WHAT IS EXPECTED: Print the lines from the one containing "the cloud bank?" to the one containing "196 230 L 196", both included, exactly as they appear.

Collection entries:
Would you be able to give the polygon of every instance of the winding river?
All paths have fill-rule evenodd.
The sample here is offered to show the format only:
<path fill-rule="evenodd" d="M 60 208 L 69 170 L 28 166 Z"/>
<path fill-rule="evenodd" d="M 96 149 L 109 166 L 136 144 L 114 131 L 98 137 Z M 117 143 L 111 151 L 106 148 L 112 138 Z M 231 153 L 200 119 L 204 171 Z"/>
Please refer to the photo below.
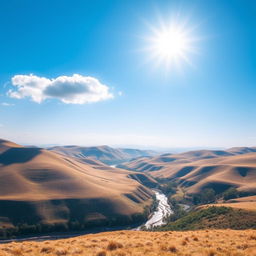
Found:
<path fill-rule="evenodd" d="M 165 217 L 173 214 L 166 195 L 157 190 L 154 190 L 154 193 L 156 195 L 156 200 L 158 201 L 158 206 L 157 209 L 152 213 L 151 217 L 143 225 L 146 228 L 157 227 L 165 224 Z M 140 227 L 138 227 L 137 230 L 140 230 Z"/>

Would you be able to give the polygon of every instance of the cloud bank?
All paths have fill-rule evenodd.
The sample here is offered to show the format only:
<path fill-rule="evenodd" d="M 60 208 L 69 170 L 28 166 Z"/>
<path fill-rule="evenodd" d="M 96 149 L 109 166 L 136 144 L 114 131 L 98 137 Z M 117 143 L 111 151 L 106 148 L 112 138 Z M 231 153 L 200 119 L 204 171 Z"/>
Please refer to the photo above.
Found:
<path fill-rule="evenodd" d="M 46 99 L 59 99 L 69 104 L 86 104 L 113 98 L 109 87 L 94 77 L 74 74 L 54 79 L 35 75 L 15 75 L 11 79 L 15 89 L 8 91 L 12 98 L 31 98 L 41 103 Z"/>

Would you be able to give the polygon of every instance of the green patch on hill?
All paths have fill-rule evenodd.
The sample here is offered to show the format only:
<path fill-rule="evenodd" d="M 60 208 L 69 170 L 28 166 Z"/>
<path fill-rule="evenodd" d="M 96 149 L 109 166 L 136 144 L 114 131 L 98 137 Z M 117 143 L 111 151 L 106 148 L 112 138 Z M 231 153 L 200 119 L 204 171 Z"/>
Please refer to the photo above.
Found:
<path fill-rule="evenodd" d="M 196 230 L 196 229 L 255 229 L 256 212 L 230 207 L 211 206 L 187 213 L 174 222 L 156 228 L 166 230 Z"/>

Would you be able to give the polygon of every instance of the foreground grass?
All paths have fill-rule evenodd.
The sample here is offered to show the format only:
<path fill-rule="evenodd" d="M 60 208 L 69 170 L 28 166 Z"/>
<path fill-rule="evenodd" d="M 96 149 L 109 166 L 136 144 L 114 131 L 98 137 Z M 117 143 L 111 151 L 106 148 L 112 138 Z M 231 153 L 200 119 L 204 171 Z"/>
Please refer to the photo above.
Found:
<path fill-rule="evenodd" d="M 224 206 L 200 207 L 157 231 L 256 229 L 256 212 Z"/>
<path fill-rule="evenodd" d="M 255 230 L 117 231 L 0 245 L 1 256 L 256 255 Z"/>

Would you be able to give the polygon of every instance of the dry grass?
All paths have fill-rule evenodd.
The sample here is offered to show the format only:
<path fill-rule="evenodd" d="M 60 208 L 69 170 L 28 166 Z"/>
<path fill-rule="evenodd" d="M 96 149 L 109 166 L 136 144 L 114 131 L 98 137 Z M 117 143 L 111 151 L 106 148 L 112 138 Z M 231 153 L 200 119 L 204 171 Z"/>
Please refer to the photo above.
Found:
<path fill-rule="evenodd" d="M 53 241 L 12 242 L 0 245 L 0 256 L 39 255 L 253 256 L 256 255 L 256 231 L 117 231 Z"/>
<path fill-rule="evenodd" d="M 249 210 L 249 211 L 256 211 L 256 202 L 208 204 L 208 205 L 203 205 L 202 207 L 207 207 L 207 206 L 225 206 L 225 207 L 232 207 L 232 208 L 236 208 L 236 209 L 244 209 L 244 210 Z"/>

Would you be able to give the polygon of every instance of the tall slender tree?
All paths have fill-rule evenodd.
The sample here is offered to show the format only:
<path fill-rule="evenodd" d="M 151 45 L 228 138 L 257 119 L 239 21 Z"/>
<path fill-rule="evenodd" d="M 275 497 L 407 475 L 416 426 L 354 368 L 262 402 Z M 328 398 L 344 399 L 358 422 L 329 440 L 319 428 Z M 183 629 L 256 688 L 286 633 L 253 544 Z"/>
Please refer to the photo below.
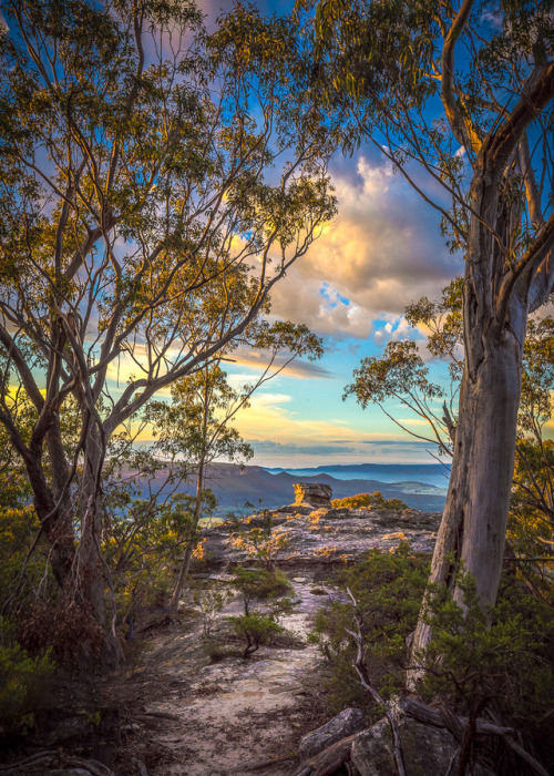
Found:
<path fill-rule="evenodd" d="M 305 8 L 314 91 L 349 113 L 346 147 L 363 140 L 380 149 L 463 251 L 465 360 L 431 582 L 452 586 L 452 563 L 462 561 L 491 604 L 527 317 L 554 283 L 552 3 L 321 0 Z M 428 639 L 421 619 L 414 649 Z"/>
<path fill-rule="evenodd" d="M 289 20 L 237 7 L 208 35 L 186 0 L 2 10 L 0 422 L 63 596 L 104 626 L 107 441 L 267 312 L 334 213 L 328 133 Z"/>

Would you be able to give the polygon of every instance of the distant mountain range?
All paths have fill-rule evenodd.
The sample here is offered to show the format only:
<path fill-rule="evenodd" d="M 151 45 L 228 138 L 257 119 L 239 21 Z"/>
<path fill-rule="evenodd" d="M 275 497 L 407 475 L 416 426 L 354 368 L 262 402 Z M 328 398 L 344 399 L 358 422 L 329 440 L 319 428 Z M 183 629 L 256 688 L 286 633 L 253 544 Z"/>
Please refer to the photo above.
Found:
<path fill-rule="evenodd" d="M 328 471 L 336 476 L 327 473 Z M 380 473 L 379 479 L 377 472 Z M 348 477 L 349 473 L 351 477 Z M 362 477 L 353 476 L 360 473 Z M 163 480 L 163 472 L 156 479 Z M 443 482 L 443 486 L 439 488 L 431 480 Z M 253 504 L 256 510 L 275 509 L 294 502 L 293 484 L 298 481 L 325 482 L 332 488 L 336 499 L 378 490 L 388 499 L 402 499 L 409 507 L 423 511 L 442 510 L 448 484 L 444 468 L 440 464 L 363 463 L 283 471 L 258 466 L 213 463 L 209 467 L 206 487 L 212 488 L 219 501 L 218 514 L 229 511 L 248 513 L 253 509 L 245 506 L 246 502 Z M 194 492 L 194 483 L 183 486 L 182 491 Z"/>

OUTPUT OF THE EXERCISE:
Would you be able to give the polygon of every instance of the cloud bank?
All paths have fill-rule evenodd.
The sample here is offered to show the format only:
<path fill-rule="evenodd" d="M 60 208 L 69 170 L 28 166 Z"/>
<path fill-rule="evenodd" d="M 96 149 L 109 166 L 136 144 L 114 131 L 98 137 Z M 117 143 L 111 151 L 106 148 L 112 138 Z M 231 153 L 200 119 L 204 171 Z"/>
Please refer to the photo above.
Found:
<path fill-rule="evenodd" d="M 46 99 L 59 99 L 69 104 L 86 104 L 113 98 L 109 87 L 94 77 L 74 74 L 54 79 L 35 75 L 15 75 L 11 79 L 15 89 L 8 91 L 12 98 L 31 98 L 41 103 Z"/>

Would you be able to give the polygon of every instance of the green patch on hill?
All paths have fill-rule evenodd.
The sample here is offered to show the format only:
<path fill-rule="evenodd" d="M 60 208 L 69 170 L 28 166 Z"/>
<path fill-rule="evenodd" d="M 96 149 L 109 166 L 136 144 L 114 131 L 98 137 Z M 117 143 L 111 151 L 106 148 L 112 138 Z M 231 153 L 200 119 L 204 171 Z"/>
Please refer to the photo above.
Found:
<path fill-rule="evenodd" d="M 196 230 L 196 229 L 255 229 L 256 212 L 230 207 L 211 206 L 187 213 L 174 222 L 156 228 L 166 230 Z"/>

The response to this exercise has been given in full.